Bloc de texte:

◇ ◇ ◇ ◇ ◇

Le contexte
Bien avant que l’investissement factoriel ne devienne populaire, à la fin de la décennie précédente, les investisseurs exploitaient déjà les primes factorielles. Les stratégies ciblant la valorisation en sont un bon exemple : l’effet « value » correspond à la tendance (empiriquement observée) des titres bon marché à enregistrer des performances supérieures au marché par rapport à leur valeur intrinsèque telle que mesurée, par exemple, par le ratio cours/valeur comptable d’une entreprise.
Depuis des décennies, les investisseurs de renom préconisent d’acheter des titres se négociant en dessous de leur valeur intrinsèque, et de nombreux gérants actifs traditionnels offrent des stratégies dites value. Dans les années 1930 déjà1, Benjamin Graham et David Dodd, de la Columbia Business School, recommandaient d’investir dans des titres sous-valorisés. Plus tard, Warren Buffett est devenu célèbre avec sa philosophie d’investissement très populaire, en grande partie basée sur le même principe.
Dans ce contexte, de nombreux investisseurs se sont récemment tournés vers l’investissement factoriel afin de s’exposer de manière systématique et rentable à une prime factorielle particulière, telle que la valorisation ou le momentum, ou à un ensemble spécifique de facteurs. De fait, une étude récente de FTSE Russell réalisée auprès d’investisseurs a montré que l’exposition à un facteur spécifique était le cinquième objectif d’investissement qui les conduisait à envisager les stratégies factorielles.
Fondement scientifique
Comme évoqué dans un précédent article de cette série, des décennies de recherches académiques ont montré que les stratégies centrées sur une poignée de primes factorielles bien choisies génèrent des rendements anormaux statistiquement et économiquement significatifs. Ces primes factorielles sont des phénomènes distincts et indépendants les uns des autres qui ont été identifiés dans tous les marchés et toutes les classes d’actifs2.
Cibler différentes primes factorielles conduit donc normalement à différents résultats d’investissement. La figure 1 en fournit une illustration. Elle présente les ratios de Sharpe et d’information générés par quatre stratégies monofactorielles investies sur les marchés actions mondiaux entre juin 1988 et décembre 2015 (et basées sur des indices actions populaires tels que le MSCI World Value Weighted, le MSCI World Momentum, le MSCI World Minimum Volatility ou le MSCI World Quality).

◇ ◇ ◇ ◇ ◇

Données fournies:
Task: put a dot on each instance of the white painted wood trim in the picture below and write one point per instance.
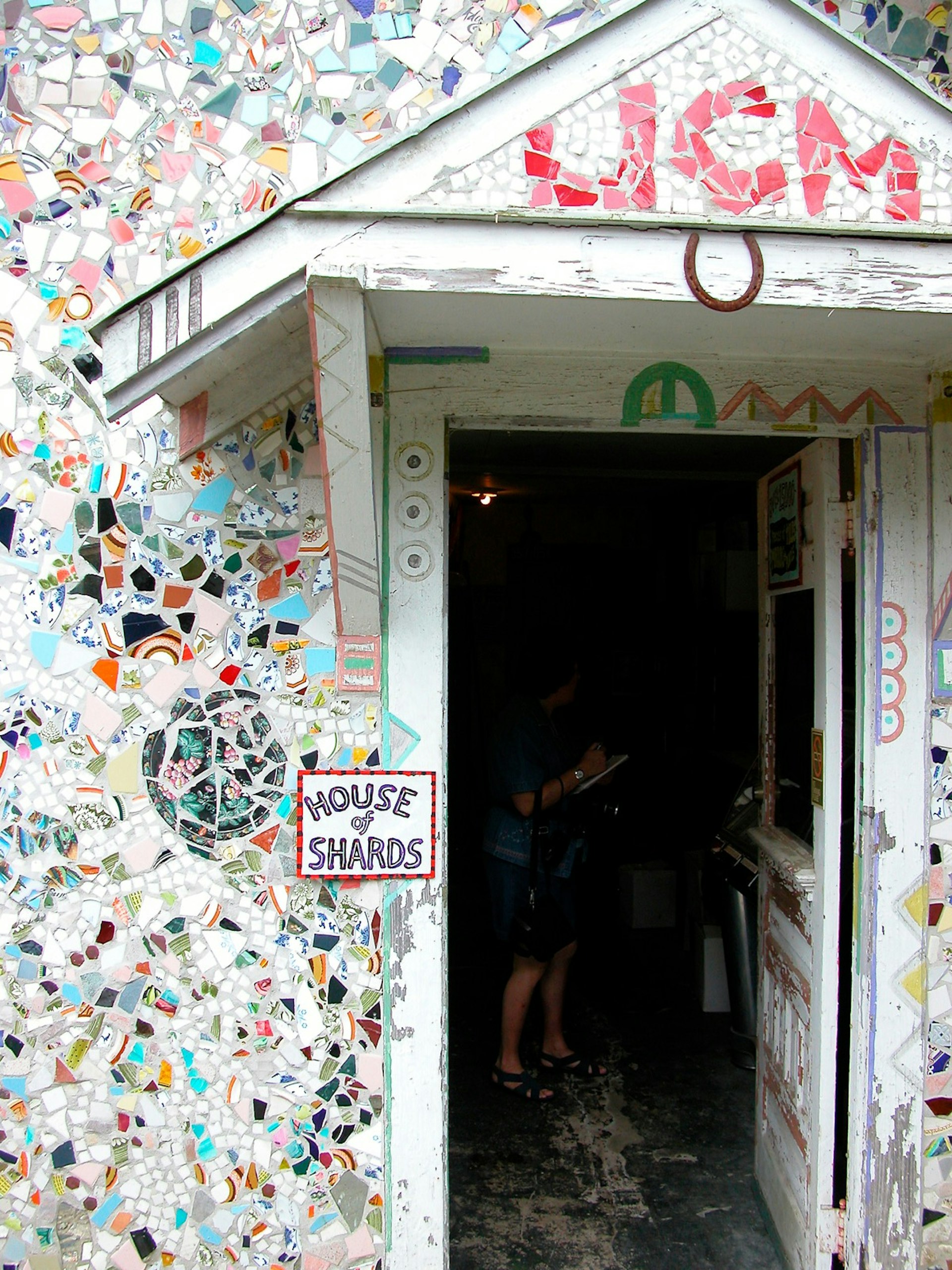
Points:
(416, 1183)
(787, 856)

◇ ◇ ◇ ◇ ◇

Tâches à réaliser:
(a) D'après le texte sur l'investissement factoriel, de quelle école venaient Benjamin Graham et David Dodd ?
(b) Recopiez le passage du texte sur l'investissement factoriel allant de « Cibler différentes primes » jusqu'à « MSCI World Quality). » inclus.
Le matériel n'entre pas en jeu ici.

Résultats:
(a) De la Columbia Business School.

(b)
Cibler différentes primes factorielles conduit donc normalement à différents résultats d’investissement. La figure 1 en fournit une illustration. Elle présente les ratios de Sharpe et d’information générés par quatre stratégies monofactorielles investies sur les marchés actions mondiaux entre juin 1988 et décembre 2015 (et basées sur des indices actions populaires tels que le MSCI World Value Weighted, le MSCI World Momentum, le MSCI World Minimum Volatility ou le MSCI World Quality).